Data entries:
************

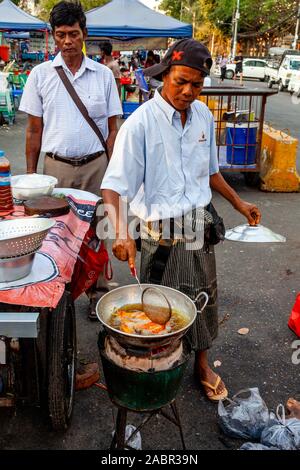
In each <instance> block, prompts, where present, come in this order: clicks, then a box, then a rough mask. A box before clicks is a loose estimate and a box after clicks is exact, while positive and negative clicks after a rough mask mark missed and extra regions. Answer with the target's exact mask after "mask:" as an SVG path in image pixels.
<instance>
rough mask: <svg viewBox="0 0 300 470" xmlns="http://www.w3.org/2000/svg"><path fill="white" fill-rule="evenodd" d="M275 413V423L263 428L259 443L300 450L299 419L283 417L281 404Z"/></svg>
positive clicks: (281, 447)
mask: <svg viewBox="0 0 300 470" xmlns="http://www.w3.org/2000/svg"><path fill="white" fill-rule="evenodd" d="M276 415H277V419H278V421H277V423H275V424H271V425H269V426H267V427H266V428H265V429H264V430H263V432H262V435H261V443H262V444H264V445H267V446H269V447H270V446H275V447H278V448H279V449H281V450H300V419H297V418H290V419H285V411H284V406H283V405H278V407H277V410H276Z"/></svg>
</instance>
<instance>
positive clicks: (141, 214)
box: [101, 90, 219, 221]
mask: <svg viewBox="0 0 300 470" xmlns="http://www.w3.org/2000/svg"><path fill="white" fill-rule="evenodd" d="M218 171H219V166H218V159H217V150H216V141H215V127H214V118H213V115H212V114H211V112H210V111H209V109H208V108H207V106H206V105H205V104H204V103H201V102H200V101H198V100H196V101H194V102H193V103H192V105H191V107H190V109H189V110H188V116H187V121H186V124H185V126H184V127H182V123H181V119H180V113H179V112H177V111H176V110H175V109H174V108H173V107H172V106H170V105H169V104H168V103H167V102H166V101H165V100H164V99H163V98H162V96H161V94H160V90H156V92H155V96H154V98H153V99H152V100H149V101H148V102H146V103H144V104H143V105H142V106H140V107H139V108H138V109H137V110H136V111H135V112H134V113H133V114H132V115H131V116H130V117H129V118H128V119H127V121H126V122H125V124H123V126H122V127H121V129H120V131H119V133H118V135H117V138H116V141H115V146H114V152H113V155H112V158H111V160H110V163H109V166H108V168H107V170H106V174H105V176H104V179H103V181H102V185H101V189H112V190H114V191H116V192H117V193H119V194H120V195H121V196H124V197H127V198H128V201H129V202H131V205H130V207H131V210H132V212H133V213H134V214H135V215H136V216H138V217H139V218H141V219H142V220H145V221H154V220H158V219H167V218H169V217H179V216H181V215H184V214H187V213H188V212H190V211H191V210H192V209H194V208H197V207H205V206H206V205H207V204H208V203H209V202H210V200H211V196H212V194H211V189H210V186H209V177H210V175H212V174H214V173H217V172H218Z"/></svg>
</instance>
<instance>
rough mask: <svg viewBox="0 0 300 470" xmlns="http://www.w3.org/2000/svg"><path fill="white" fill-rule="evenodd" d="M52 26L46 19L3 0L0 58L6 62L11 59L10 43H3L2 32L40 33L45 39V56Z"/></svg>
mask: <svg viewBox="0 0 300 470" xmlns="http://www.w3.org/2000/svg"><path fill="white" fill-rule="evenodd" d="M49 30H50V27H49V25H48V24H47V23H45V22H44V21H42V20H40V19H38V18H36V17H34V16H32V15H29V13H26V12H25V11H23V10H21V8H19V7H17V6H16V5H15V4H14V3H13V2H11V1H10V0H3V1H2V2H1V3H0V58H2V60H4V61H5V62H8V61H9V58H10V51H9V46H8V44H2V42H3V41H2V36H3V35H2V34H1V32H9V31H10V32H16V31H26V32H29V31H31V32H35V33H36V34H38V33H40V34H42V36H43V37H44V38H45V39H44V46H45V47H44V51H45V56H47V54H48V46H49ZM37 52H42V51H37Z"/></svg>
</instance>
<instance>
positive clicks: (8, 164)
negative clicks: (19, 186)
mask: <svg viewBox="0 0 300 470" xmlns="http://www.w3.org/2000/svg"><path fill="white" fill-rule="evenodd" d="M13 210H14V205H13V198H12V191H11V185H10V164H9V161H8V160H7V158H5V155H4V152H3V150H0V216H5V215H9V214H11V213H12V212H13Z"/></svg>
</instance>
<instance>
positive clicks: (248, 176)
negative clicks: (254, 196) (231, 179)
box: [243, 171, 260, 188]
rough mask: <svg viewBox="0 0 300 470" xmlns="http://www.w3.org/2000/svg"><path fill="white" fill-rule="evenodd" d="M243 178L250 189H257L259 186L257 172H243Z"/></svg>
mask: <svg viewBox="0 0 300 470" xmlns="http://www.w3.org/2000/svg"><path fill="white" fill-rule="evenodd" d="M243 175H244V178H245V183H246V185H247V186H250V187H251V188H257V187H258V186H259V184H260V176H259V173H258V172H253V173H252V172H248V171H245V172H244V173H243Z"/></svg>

************

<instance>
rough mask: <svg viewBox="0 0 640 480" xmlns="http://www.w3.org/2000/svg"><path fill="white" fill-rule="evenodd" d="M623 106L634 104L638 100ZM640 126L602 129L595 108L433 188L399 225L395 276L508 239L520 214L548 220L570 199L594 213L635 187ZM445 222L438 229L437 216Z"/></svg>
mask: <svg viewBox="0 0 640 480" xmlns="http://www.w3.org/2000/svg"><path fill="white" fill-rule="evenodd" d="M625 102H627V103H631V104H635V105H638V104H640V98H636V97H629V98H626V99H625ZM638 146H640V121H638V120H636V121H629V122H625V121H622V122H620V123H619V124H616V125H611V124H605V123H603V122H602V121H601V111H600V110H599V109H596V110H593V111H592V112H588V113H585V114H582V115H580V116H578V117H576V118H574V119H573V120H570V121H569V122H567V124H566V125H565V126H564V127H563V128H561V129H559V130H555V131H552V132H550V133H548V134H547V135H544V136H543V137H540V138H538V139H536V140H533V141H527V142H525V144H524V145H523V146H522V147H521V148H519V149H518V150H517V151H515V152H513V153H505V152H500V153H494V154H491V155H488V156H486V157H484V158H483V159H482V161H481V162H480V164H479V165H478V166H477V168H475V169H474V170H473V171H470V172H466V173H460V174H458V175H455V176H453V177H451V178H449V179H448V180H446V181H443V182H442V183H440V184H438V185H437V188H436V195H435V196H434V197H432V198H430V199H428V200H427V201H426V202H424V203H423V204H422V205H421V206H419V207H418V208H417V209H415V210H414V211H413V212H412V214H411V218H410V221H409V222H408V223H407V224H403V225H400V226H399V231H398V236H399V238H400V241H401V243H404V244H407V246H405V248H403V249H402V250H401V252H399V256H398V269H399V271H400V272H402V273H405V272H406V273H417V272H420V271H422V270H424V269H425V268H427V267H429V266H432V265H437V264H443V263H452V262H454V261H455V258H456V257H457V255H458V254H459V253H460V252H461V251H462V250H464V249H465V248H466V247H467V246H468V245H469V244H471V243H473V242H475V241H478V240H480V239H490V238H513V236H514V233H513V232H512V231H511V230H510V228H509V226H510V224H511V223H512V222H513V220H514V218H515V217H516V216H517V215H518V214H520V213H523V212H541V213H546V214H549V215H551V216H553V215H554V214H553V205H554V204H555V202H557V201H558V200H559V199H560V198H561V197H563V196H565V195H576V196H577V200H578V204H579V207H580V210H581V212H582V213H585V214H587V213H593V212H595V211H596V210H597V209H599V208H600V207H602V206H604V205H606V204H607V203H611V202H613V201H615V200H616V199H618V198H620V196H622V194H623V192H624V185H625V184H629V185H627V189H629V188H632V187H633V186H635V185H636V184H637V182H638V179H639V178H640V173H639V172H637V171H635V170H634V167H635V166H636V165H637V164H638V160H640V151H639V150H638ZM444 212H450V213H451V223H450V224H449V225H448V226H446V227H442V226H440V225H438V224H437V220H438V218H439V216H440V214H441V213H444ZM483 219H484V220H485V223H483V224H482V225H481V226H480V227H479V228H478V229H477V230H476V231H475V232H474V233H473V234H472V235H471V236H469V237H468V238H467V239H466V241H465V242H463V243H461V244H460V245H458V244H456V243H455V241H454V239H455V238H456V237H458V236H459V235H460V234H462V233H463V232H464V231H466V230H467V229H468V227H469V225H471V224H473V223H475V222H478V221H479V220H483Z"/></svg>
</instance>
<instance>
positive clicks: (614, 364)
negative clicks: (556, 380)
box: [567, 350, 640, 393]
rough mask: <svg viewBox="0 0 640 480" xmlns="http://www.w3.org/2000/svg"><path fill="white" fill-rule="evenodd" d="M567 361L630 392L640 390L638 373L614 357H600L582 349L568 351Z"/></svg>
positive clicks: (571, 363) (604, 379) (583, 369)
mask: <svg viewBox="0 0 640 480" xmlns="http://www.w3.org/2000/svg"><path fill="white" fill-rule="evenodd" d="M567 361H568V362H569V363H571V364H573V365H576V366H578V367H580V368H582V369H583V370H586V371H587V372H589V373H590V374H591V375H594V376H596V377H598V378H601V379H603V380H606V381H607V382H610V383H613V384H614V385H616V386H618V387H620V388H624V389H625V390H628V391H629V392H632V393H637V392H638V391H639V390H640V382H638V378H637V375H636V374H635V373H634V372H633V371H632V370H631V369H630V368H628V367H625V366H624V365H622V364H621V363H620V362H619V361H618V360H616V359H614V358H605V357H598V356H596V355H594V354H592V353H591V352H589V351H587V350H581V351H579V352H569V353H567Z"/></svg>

************

§ **WHAT YOU NEED TO DO**:
The lines above, starting at the one with "In each <instance>" and ending at the one with "413V423L263 428L259 443L300", are the only ones to return, exactly as written.

§ **TASK OUTPUT**:
In each <instance> block, prompts, where present, come in this order: clicks, then a box, then a rough mask. A box before clicks is a loose estimate and a box after clicks is exact, while positive and negative clicks after a rough mask mark missed and extra regions. Answer with the target's exact mask after "mask:" as an SVG path in image pixels.
<instance>
rough mask: <svg viewBox="0 0 300 470" xmlns="http://www.w3.org/2000/svg"><path fill="white" fill-rule="evenodd" d="M275 413V423L263 428L259 443L300 450L299 419L283 417L281 404Z"/></svg>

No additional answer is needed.